# WHAT NEEDS TO BE DONE:
Every line of the material below needs to be written out exactly, please.

# THE INPUT:

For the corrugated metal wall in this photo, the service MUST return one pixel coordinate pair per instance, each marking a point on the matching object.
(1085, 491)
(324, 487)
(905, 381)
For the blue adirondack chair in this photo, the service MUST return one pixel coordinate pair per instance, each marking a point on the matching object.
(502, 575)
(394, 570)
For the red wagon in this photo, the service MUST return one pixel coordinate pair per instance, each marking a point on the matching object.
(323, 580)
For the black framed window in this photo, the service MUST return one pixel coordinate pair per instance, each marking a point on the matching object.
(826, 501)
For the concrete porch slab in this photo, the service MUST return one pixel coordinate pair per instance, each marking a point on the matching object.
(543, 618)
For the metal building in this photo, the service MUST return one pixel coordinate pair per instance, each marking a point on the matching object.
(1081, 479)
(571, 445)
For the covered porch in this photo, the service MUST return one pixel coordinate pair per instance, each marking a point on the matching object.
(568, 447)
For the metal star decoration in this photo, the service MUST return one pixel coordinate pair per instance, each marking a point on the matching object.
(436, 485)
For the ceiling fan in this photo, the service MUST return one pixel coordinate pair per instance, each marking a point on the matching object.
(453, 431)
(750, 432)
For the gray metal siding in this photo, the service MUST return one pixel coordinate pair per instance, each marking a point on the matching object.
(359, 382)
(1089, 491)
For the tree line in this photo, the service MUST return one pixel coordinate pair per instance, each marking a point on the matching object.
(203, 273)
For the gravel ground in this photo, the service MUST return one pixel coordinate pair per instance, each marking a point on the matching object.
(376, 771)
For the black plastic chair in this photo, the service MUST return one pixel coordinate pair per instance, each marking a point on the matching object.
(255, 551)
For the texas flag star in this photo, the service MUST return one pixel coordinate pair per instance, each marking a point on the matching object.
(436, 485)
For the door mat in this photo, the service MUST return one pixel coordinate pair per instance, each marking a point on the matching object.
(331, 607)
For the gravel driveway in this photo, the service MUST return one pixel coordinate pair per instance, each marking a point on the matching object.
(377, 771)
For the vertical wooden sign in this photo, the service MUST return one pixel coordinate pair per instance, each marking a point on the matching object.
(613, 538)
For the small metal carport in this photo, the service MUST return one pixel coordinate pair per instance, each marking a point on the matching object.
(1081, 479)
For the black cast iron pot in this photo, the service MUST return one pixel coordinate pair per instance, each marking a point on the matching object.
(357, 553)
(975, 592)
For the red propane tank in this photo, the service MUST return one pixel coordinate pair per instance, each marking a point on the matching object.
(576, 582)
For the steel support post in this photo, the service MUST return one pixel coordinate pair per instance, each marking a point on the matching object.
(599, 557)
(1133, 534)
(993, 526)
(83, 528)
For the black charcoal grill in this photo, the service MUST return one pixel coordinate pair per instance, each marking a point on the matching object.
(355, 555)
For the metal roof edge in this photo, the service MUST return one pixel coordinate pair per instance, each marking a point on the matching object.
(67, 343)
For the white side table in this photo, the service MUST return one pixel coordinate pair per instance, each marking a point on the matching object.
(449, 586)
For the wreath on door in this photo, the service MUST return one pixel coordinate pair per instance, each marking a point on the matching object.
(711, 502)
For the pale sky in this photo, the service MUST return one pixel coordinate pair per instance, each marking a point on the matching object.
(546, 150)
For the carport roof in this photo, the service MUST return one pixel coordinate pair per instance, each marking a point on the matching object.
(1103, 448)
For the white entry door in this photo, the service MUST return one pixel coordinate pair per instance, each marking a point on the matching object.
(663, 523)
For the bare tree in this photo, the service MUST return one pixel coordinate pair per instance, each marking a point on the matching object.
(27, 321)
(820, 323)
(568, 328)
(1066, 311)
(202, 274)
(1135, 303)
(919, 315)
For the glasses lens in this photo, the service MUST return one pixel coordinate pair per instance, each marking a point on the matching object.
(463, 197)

# ANSWER FOR THE TASK:
For the corrugated metal wall in this photo, the service MUST return one pixel coordinate pair per instance, each marking a point on the matching object.
(1085, 491)
(324, 487)
(905, 381)
For the blue adirondack chair in this photo, the service MUST return one pixel coordinate pair per instance, each marking a point on the matching object.
(502, 575)
(394, 570)
For the red wagon in this photo, the service MUST return one pixel coordinate pair per instance, each marking a point on the matching object.
(323, 580)
For the black framed window in this photo, the service MUST return one pixel coordinate pair per instance, each marking a point on the matching object.
(826, 501)
For the concrete porch slab in this photo, the service MUST return one pixel coordinate pair per instance, each marking a point on the matching object.
(543, 618)
For the metal building in this photo, the service MUST return one pixel coordinate pair per instance, each marking a point on the matching object.
(1081, 479)
(571, 445)
For the covered porch in this photo, the service MUST return one pixel coordinate pair per instance, each marking a point on the matching object.
(568, 447)
For the metal star decoration in this photo, the service MUST return one pixel coordinate pair per instance, each marking a point on the matching object.
(436, 485)
For the ceiling fan in this photo, the service MUST return one pixel coordinate pair per instance, each marking a point on the matching object.
(453, 431)
(750, 432)
For the gray metal siding in this photo, the service MUST return one pixel coordinate pair per instance, each marking a point on the matching object.
(359, 382)
(1089, 491)
For the tree line in this photo, the service MUST return one pixel coordinate pair per instance, each marking a point on the matching object.
(203, 273)
For the gravel ground in this photo, the service MUST return one pixel coordinate pair per instance, each marking a point on the matching object.
(376, 771)
For the black plastic chair in this photo, the service MUST return one pixel coordinate pair per instance, each marking a point on the matching object.
(255, 551)
For the texas flag star in this photo, the service MUST return one pixel coordinate pair per instance, each marking a point on the matching object.
(436, 485)
For the door mat in this photo, the service MUST return one pixel coordinate pair per instance, each marking a point on the matching object.
(331, 607)
For the gravel driveway in this photo, the service MUST return one pixel coordinate pair per instance, each marking a point on the matching object.
(377, 771)
For the vertical wooden sign in this photo, the service MUST return one pixel coordinate pair per instance, each marking a point on the matching object.
(613, 538)
For the small metal carport in this photo, the service MUST return one pixel coordinate pair per instance, each marking a point on the matching object.
(1081, 479)
For the black cast iron pot in this photo, the service MUST return one pixel coordinate pair per instance, each marking a point on the matching object.
(357, 553)
(975, 592)
For the red propane tank in this photo, the service MUST return one pixel coordinate pair per instance, each marking a point on the matching object.
(576, 582)
For the steel support post in this photo, the service MUST return one pixel coordinate pair per instance, each marking a point on the matching object.
(599, 557)
(1133, 534)
(993, 526)
(83, 528)
For the black charcoal grill in this photo, the service MUST return one pixel coordinate pair per instance, each marking a point on the matching object.
(355, 555)
For the metal roof edge in this photo, the service MUST return one pixel coordinate pair per instance, each marking a point on the matching object.
(67, 343)
For the white side table in this photo, the service MUST return one pixel coordinate pair per instance, each marking a point on the matching object.
(449, 586)
For the wreath on door in this photo, the service MUST return one pixel coordinate pair per instance, each marking a point on the matching object.
(711, 502)
For the pale sky in this photo, the service MUST return one pixel coordinate pair per instance, each marking a point on the matching object.
(546, 150)
For the carport roof in this photo, the service MUST return one pixel coordinate pair per instance, each marking a point on the matching object.
(1103, 448)
For the white entry door in this photo, the service MUST return one pixel coordinate pair per instance, each marking a point on the matching object.
(663, 523)
For the bare tree in this photo, the service MUST return one pixel coordinate pair per instance, each marking a point on the matching object.
(27, 321)
(820, 323)
(568, 328)
(1066, 311)
(202, 274)
(1135, 303)
(919, 315)
For the glasses lens in this photo, the service MUST return one pixel coordinate pair per instance, each marking a point on the matching object.
(463, 197)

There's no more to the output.